[Prompt]
Below are lines of data; count those containing the word "horse" and write nothing but the number.

----

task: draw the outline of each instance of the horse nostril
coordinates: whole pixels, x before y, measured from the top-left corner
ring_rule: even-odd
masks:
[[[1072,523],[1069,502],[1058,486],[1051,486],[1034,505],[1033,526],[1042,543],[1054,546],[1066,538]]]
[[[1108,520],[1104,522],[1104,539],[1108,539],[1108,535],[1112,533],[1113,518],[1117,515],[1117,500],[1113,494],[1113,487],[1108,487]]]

----

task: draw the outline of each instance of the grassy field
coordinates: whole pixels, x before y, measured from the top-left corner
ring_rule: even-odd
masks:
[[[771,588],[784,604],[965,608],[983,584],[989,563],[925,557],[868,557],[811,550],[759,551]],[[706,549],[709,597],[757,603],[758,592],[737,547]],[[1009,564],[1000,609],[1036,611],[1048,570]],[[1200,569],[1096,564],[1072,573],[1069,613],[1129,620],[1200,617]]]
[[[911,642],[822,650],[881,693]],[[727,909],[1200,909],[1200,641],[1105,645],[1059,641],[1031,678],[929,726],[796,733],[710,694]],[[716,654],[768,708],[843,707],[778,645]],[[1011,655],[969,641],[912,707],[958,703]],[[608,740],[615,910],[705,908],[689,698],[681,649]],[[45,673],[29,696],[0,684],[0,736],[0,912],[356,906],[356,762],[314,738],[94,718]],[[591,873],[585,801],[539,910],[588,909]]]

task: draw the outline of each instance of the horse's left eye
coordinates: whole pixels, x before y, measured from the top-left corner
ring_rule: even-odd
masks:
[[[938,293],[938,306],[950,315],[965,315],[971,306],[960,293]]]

----

[Written solution]
2